Please keep to the lines below from the one with "146, row 136" through the one with "101, row 24", and restate them word for word, ends included.

━━ Extracted material

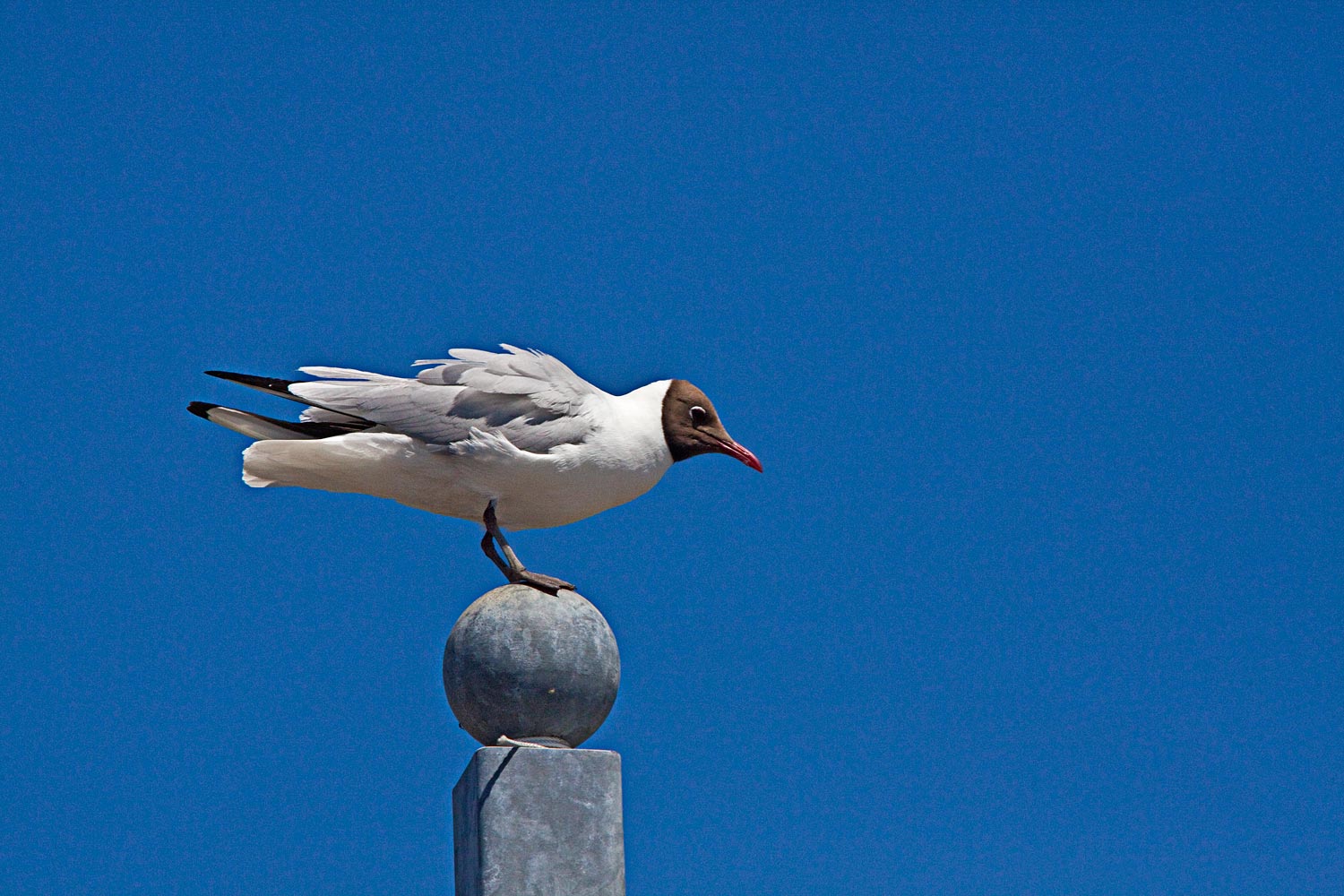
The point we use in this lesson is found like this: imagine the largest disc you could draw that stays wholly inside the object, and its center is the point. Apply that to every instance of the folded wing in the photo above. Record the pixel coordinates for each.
(531, 400)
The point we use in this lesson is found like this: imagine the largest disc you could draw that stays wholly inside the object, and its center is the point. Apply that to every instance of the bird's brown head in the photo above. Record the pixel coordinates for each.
(691, 426)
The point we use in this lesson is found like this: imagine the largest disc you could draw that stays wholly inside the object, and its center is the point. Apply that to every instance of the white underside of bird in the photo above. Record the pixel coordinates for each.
(513, 438)
(623, 455)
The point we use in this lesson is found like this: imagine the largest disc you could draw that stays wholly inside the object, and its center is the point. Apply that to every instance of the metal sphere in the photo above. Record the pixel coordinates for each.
(530, 665)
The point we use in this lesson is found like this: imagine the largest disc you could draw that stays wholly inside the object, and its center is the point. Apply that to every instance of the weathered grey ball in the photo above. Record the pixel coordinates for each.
(526, 664)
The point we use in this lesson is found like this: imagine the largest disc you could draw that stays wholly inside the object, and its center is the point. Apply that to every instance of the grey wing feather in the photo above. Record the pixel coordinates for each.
(531, 400)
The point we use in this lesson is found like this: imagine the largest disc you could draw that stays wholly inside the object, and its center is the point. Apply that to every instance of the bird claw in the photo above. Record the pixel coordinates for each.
(539, 581)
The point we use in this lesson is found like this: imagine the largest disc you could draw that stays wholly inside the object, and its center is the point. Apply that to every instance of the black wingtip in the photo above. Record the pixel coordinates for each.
(263, 383)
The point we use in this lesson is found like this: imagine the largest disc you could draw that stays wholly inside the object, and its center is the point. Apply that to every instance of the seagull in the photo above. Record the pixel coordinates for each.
(515, 440)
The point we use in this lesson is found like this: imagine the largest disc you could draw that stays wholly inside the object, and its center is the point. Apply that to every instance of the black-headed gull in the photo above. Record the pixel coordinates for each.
(513, 438)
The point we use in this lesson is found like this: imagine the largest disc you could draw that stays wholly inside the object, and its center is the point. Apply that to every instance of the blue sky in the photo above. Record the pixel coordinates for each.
(1032, 316)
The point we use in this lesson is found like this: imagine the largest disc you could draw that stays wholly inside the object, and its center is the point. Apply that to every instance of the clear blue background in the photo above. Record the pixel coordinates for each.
(1032, 314)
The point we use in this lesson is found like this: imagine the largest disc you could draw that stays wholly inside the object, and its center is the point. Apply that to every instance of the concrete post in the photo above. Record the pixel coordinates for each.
(526, 668)
(539, 823)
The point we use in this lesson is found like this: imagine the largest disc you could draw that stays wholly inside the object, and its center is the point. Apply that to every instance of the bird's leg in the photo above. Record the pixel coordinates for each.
(510, 564)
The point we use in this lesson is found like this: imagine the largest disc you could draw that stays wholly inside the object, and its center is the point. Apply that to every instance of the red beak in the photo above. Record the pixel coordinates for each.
(733, 449)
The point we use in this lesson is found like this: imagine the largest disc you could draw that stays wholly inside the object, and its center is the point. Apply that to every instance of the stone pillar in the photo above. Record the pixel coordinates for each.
(537, 675)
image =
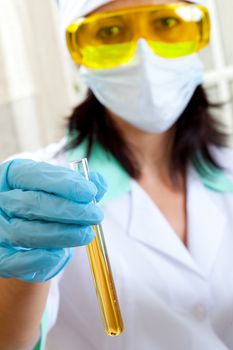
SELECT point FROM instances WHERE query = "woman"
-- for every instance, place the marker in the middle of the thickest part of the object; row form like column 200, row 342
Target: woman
column 168, row 211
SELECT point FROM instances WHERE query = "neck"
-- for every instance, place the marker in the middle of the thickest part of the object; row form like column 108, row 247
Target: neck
column 152, row 151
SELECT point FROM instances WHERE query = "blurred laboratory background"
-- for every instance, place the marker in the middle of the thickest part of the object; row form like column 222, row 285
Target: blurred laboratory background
column 39, row 85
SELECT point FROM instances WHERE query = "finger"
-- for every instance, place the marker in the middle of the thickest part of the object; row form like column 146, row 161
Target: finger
column 30, row 175
column 37, row 205
column 100, row 183
column 38, row 234
column 35, row 265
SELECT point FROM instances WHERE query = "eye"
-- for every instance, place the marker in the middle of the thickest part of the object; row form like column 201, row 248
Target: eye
column 167, row 23
column 111, row 32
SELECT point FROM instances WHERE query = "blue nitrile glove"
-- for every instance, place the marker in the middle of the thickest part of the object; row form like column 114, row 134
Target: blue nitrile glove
column 44, row 211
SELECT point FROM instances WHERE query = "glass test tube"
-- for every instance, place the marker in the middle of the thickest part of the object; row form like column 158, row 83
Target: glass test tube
column 101, row 272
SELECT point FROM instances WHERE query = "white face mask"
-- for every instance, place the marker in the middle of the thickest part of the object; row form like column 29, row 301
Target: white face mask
column 150, row 92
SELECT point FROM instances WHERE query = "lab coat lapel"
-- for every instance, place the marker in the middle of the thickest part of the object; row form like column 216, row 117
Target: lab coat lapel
column 149, row 227
column 206, row 223
column 206, row 226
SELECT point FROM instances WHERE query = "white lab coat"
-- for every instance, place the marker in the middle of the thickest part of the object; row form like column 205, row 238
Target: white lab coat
column 171, row 297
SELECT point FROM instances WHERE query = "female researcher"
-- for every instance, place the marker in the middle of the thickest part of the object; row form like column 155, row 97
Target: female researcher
column 168, row 212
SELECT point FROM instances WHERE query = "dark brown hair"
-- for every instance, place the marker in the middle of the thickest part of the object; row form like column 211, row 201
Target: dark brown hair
column 196, row 130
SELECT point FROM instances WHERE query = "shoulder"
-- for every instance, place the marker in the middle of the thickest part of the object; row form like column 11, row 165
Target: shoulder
column 53, row 153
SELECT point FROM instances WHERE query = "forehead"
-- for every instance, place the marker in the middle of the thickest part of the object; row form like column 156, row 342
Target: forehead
column 120, row 4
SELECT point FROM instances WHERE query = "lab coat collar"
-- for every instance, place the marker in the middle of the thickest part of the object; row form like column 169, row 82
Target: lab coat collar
column 206, row 226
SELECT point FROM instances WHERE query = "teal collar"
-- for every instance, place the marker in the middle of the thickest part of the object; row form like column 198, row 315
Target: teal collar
column 119, row 181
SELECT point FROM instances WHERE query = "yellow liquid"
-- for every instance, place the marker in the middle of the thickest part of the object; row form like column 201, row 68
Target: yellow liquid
column 105, row 288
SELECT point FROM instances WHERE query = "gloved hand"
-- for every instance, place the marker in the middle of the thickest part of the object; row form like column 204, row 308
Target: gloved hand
column 44, row 211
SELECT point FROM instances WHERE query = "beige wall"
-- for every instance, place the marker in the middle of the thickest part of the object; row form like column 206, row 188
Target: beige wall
column 36, row 90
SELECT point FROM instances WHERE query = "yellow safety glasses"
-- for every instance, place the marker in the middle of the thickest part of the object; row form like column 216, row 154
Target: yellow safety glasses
column 109, row 39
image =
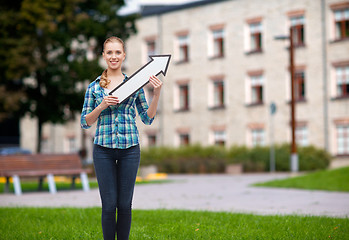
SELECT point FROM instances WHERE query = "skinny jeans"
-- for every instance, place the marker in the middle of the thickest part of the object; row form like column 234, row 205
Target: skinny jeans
column 116, row 171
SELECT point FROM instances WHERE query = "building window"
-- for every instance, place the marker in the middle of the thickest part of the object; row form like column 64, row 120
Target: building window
column 255, row 36
column 302, row 136
column 299, row 85
column 150, row 47
column 151, row 140
column 342, row 81
column 341, row 17
column 183, row 97
column 256, row 89
column 257, row 137
column 343, row 139
column 183, row 45
column 184, row 139
column 216, row 93
column 219, row 138
column 216, row 42
column 297, row 23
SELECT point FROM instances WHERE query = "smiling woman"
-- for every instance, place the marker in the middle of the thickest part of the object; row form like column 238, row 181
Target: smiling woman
column 116, row 153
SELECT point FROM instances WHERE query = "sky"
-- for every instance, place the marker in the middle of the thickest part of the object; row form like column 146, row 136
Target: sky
column 133, row 5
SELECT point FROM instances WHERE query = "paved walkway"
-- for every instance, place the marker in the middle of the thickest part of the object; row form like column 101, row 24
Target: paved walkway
column 231, row 193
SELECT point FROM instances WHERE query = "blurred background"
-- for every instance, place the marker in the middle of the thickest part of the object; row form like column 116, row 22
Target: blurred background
column 228, row 86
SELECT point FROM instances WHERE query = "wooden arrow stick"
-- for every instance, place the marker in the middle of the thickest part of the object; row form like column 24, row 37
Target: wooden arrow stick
column 158, row 64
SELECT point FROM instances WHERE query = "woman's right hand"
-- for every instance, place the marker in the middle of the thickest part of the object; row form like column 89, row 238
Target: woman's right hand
column 108, row 101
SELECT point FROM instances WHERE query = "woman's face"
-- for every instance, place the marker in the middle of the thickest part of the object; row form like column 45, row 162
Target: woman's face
column 114, row 55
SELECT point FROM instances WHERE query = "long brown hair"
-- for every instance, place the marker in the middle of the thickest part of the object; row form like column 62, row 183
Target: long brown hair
column 104, row 82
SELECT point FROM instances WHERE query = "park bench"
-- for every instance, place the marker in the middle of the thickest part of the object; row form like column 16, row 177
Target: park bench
column 41, row 166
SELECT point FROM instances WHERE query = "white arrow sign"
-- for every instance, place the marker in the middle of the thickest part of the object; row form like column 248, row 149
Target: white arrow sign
column 158, row 64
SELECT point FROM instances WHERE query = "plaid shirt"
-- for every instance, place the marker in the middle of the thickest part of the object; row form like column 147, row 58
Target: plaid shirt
column 116, row 126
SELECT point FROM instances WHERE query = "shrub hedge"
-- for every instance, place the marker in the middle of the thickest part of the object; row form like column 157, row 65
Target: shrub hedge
column 214, row 159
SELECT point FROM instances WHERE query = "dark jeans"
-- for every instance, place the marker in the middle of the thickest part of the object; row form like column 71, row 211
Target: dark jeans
column 116, row 171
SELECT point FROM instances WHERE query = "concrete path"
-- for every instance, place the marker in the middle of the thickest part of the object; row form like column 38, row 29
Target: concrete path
column 231, row 193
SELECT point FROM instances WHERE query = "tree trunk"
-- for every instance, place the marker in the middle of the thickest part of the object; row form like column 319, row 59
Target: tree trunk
column 39, row 136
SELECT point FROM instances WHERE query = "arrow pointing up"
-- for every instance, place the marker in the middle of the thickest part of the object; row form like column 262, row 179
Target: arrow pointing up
column 158, row 64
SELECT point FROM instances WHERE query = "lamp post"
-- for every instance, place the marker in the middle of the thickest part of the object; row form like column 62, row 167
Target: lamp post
column 294, row 156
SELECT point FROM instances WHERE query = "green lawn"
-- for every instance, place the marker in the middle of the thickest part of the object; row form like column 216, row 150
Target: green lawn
column 329, row 180
column 77, row 223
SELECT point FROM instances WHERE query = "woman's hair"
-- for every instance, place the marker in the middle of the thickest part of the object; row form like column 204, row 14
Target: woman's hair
column 104, row 82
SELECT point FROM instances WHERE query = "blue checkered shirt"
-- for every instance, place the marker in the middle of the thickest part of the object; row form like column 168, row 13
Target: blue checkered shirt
column 116, row 126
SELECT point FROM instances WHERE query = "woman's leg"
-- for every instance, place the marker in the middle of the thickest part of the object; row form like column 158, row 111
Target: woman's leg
column 127, row 168
column 105, row 166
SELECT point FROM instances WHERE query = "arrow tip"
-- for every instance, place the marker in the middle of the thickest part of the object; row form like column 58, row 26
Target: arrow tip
column 163, row 61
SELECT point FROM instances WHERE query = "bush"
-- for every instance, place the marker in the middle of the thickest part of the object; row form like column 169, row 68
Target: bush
column 213, row 159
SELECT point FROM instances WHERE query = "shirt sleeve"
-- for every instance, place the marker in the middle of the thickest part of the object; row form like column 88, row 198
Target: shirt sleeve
column 88, row 107
column 142, row 108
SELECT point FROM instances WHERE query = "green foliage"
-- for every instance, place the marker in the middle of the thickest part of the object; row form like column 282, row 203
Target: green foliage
column 213, row 159
column 329, row 180
column 84, row 223
column 36, row 39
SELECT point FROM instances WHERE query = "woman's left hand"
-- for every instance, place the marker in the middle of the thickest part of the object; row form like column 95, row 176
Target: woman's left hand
column 157, row 84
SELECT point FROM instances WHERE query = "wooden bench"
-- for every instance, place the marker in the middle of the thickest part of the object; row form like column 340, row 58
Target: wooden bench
column 41, row 166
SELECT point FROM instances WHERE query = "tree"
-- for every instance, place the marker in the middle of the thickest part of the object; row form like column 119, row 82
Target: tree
column 50, row 47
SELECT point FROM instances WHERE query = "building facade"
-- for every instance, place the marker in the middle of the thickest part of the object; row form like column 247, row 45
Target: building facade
column 227, row 70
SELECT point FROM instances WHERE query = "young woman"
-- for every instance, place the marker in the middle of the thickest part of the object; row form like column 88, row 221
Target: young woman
column 116, row 152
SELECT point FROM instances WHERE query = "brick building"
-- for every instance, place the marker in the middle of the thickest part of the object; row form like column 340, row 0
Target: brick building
column 227, row 68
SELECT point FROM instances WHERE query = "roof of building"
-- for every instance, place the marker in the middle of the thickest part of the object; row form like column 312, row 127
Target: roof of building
column 149, row 10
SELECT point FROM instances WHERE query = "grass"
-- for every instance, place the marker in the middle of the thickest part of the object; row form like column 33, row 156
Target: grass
column 328, row 180
column 76, row 223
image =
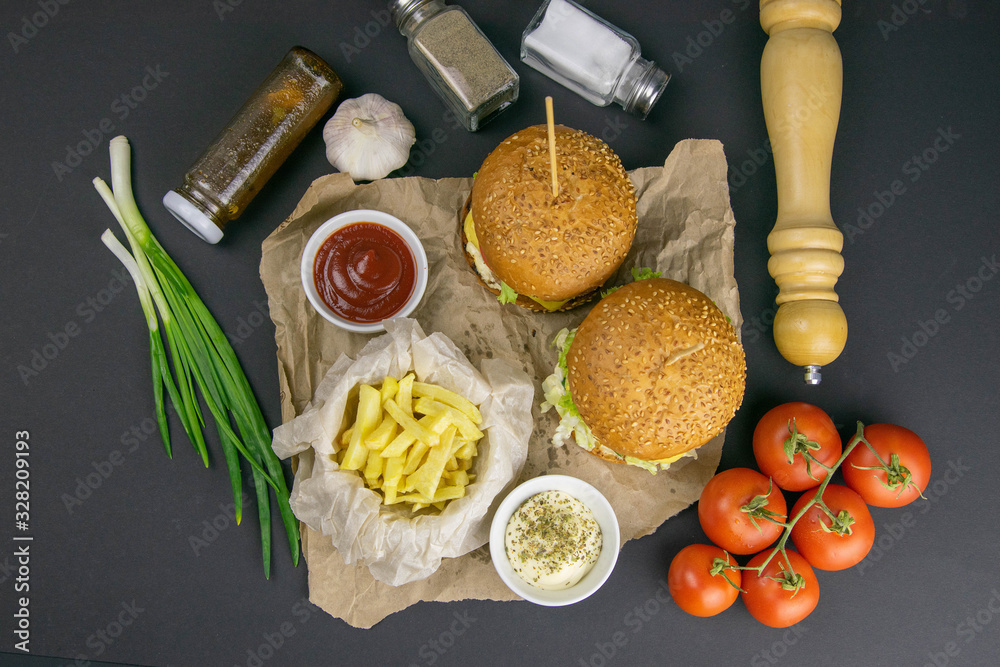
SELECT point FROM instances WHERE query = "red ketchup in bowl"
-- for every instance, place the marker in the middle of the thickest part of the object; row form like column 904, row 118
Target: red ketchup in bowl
column 364, row 272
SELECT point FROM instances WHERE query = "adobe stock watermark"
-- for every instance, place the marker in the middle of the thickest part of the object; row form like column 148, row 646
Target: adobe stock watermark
column 894, row 531
column 223, row 7
column 779, row 648
column 697, row 44
column 958, row 297
column 634, row 620
column 914, row 168
column 434, row 648
column 32, row 23
column 900, row 16
column 104, row 638
column 273, row 641
column 120, row 107
column 975, row 624
column 44, row 354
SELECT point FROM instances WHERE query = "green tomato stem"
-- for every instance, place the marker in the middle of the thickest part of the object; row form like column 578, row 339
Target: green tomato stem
column 817, row 498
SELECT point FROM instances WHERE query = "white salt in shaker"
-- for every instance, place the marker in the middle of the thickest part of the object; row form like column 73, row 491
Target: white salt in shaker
column 591, row 57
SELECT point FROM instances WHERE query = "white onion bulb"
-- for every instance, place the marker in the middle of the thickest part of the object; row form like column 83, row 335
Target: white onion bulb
column 368, row 137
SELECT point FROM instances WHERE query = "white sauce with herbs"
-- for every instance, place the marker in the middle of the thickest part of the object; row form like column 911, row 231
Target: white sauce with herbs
column 553, row 540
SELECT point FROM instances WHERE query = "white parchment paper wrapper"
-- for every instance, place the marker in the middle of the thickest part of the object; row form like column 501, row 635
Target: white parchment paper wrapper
column 396, row 547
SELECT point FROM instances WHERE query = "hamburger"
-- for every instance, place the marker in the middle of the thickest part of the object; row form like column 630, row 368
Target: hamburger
column 545, row 252
column 653, row 372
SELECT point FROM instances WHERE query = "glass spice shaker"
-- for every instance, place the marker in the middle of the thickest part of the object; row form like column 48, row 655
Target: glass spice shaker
column 461, row 64
column 591, row 57
column 263, row 133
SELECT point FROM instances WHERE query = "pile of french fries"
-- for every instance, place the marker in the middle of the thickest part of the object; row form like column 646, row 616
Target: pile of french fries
column 413, row 442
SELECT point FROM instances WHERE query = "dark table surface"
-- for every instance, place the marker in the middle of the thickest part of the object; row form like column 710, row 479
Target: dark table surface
column 113, row 577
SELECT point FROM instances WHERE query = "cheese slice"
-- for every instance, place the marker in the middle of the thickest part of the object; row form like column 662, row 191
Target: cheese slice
column 470, row 234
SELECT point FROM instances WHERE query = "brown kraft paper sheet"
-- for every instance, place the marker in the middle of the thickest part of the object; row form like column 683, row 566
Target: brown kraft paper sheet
column 686, row 231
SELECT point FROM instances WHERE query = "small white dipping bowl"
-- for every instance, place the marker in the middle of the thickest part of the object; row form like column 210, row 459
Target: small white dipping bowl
column 348, row 218
column 606, row 519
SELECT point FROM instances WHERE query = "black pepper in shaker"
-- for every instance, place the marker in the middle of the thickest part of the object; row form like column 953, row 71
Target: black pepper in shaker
column 458, row 60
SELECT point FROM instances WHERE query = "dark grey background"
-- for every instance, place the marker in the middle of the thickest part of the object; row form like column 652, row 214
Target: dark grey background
column 127, row 543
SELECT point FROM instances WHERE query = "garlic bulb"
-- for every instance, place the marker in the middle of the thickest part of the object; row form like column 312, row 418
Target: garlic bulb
column 368, row 137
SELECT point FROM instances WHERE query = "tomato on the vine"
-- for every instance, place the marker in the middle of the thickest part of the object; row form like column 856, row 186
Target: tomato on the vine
column 738, row 509
column 778, row 597
column 697, row 582
column 899, row 477
column 838, row 542
column 795, row 444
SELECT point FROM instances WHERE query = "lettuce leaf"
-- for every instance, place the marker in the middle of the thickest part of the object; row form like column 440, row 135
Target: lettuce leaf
column 554, row 387
column 638, row 273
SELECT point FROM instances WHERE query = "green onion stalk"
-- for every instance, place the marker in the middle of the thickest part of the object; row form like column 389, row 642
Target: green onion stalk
column 199, row 356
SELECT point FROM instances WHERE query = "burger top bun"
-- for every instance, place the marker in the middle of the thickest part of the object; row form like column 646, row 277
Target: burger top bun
column 553, row 248
column 655, row 370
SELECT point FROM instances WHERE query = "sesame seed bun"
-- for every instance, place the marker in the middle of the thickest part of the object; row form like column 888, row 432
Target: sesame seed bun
column 546, row 247
column 522, row 300
column 655, row 370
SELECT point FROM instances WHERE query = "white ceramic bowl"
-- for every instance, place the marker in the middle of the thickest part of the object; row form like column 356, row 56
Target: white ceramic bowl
column 606, row 519
column 350, row 217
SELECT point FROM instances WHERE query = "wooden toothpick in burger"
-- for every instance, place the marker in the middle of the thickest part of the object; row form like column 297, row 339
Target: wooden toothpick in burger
column 537, row 249
column 552, row 144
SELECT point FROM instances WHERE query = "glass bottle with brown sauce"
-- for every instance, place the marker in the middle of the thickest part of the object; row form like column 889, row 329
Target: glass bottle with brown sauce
column 263, row 133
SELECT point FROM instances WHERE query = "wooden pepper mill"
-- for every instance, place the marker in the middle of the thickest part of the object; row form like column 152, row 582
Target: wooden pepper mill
column 801, row 77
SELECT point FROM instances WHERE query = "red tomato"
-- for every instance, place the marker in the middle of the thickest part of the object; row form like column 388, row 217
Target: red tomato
column 788, row 442
column 903, row 452
column 732, row 509
column 833, row 550
column 768, row 601
column 693, row 586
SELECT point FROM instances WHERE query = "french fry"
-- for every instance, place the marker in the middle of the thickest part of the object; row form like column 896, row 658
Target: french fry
column 448, row 493
column 373, row 468
column 382, row 435
column 393, row 470
column 448, row 397
column 426, row 478
column 404, row 395
column 428, row 406
column 467, row 450
column 413, row 442
column 369, row 413
column 415, row 458
column 389, row 389
column 409, row 424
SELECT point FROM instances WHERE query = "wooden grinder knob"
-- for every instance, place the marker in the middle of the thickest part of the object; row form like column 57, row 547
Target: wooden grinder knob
column 801, row 76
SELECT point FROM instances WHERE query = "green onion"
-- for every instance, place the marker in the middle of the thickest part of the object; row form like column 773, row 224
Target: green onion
column 199, row 356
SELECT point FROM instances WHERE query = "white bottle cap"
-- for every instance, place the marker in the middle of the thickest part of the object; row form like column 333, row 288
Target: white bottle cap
column 193, row 217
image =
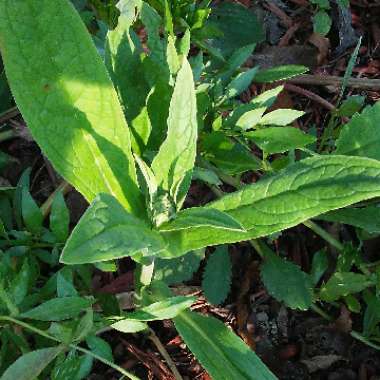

━━━━

» Solution for this exercise:
-- for every instance, place the marker in the middle of the thickest part of the object; row form like column 146, row 136
Target: sky
column 133, row 5
SELECT point FROM instances WHERE query = "paved walkway"
-- for every instance, place the marker in the middle of the thickest part of the object; row form like column 101, row 24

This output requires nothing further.